RECORDED INFORMATION Block Start

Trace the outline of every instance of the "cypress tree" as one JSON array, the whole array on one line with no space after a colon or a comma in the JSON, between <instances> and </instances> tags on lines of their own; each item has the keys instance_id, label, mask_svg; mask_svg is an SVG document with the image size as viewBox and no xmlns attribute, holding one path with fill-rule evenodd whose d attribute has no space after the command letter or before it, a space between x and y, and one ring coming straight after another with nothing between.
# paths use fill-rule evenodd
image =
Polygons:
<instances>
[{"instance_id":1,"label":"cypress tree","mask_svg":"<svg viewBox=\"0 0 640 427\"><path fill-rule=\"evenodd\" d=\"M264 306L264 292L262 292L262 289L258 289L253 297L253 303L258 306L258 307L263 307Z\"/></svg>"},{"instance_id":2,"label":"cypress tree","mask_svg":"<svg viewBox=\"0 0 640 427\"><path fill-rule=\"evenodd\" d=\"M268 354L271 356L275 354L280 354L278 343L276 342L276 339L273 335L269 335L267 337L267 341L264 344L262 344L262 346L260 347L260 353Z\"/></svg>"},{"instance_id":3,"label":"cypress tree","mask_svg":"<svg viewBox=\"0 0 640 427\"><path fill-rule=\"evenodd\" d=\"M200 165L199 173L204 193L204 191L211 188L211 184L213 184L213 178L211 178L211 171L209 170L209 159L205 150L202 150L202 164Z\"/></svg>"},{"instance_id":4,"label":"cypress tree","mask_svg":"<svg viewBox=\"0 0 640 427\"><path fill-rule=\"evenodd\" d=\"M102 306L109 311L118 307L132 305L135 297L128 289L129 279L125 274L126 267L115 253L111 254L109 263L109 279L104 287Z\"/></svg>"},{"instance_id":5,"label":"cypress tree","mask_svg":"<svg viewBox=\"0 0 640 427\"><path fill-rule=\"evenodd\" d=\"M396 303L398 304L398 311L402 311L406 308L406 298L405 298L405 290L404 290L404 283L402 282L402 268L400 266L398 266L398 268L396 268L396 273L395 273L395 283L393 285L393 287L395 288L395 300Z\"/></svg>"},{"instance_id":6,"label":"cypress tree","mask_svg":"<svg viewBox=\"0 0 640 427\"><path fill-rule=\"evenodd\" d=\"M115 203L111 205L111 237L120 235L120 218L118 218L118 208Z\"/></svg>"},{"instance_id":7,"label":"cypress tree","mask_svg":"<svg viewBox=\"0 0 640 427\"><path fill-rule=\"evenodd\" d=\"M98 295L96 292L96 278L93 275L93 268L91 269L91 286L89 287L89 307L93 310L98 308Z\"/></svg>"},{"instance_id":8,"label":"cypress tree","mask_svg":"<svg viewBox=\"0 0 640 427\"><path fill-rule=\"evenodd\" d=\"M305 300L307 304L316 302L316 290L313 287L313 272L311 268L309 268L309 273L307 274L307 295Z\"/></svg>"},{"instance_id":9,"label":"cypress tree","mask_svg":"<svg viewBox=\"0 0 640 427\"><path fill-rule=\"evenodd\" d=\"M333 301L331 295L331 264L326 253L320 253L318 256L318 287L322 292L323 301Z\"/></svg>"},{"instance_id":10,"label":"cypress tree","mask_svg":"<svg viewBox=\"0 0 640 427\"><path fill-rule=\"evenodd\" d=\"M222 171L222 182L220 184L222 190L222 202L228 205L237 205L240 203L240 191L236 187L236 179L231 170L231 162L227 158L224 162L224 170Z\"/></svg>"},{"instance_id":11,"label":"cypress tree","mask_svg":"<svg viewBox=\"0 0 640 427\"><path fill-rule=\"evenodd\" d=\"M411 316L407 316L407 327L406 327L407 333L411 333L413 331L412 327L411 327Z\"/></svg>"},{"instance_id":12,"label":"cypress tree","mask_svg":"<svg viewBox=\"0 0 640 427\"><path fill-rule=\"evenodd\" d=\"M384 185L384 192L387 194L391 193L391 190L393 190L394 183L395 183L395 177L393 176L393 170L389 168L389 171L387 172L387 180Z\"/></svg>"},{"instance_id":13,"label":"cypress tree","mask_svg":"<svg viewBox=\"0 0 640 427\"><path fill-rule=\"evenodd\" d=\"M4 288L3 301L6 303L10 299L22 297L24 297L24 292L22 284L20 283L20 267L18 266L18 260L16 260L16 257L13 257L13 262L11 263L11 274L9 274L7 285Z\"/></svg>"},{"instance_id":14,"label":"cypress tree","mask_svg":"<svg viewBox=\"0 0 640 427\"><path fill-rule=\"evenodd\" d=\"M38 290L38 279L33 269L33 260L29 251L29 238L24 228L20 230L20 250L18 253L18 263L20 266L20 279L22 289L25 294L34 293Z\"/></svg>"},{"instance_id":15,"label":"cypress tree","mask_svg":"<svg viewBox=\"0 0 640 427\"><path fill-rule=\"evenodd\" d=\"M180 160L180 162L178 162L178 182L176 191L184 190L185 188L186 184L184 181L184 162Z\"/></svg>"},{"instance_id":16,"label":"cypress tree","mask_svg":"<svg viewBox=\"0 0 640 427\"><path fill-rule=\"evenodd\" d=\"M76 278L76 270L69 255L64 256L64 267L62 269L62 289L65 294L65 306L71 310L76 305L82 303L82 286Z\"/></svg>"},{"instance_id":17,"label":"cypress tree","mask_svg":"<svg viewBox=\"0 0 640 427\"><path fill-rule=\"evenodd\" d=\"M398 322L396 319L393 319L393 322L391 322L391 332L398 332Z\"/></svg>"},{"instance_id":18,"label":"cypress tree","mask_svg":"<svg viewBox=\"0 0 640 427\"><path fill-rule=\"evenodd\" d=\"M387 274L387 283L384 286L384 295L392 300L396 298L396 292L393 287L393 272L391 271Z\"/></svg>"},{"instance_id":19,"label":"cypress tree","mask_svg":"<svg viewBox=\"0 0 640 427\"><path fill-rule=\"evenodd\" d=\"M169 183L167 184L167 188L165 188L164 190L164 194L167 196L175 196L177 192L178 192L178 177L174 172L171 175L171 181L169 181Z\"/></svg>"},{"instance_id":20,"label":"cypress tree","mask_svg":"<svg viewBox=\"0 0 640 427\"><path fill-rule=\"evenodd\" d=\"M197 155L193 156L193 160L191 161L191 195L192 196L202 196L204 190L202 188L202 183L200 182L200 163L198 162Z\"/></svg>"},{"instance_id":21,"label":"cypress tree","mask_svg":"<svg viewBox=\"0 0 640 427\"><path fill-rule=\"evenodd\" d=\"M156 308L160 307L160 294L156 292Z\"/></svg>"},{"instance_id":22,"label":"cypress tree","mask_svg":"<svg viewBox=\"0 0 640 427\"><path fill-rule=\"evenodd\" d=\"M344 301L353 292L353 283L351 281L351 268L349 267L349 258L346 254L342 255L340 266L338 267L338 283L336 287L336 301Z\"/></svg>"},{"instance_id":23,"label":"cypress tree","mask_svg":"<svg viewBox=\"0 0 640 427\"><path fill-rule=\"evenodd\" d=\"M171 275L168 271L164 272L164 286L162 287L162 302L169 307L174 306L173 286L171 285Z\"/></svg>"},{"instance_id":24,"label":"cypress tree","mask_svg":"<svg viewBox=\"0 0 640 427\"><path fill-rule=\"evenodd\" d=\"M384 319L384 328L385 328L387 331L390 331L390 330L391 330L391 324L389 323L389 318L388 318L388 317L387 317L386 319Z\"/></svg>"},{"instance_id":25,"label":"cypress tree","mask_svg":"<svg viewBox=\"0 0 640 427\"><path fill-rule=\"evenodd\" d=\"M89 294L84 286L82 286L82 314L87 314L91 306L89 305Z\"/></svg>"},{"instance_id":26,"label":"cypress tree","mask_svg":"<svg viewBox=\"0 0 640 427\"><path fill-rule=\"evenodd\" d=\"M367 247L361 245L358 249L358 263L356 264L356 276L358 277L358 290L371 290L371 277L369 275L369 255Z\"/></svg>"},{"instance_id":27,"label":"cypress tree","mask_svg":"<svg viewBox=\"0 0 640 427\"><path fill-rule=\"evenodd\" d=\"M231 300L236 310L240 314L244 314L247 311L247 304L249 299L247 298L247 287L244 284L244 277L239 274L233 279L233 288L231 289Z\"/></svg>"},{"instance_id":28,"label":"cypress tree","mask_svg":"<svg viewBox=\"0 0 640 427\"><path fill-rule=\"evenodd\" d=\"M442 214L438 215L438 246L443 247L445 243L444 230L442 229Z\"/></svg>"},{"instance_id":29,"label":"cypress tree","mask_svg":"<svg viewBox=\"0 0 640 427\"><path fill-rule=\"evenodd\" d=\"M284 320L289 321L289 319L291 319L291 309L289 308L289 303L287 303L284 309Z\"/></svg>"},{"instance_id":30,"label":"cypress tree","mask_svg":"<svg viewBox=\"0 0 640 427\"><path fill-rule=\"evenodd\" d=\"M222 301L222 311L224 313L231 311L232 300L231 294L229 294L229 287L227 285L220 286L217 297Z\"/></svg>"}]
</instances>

RECORDED INFORMATION Block End

WHAT YOU HAVE TO DO ->
Look through the entries and return every line where "instances" appears.

SOLVED EXERCISE ->
Trace the outline of every instance of the "cypress tree" as one JSON array, the whole array on one line with no space after a colon or a comma in the JSON, between <instances> and </instances> tags on lines of their own; each item has the keys instance_id, label, mask_svg; mask_svg is an SVG document with the image size as viewBox and no xmlns attribute, holding one path with fill-rule evenodd whose d attribute has no space after the command letter or before it, a space between x and y, and one ring coming straight after another with nothing between.
<instances>
</instances>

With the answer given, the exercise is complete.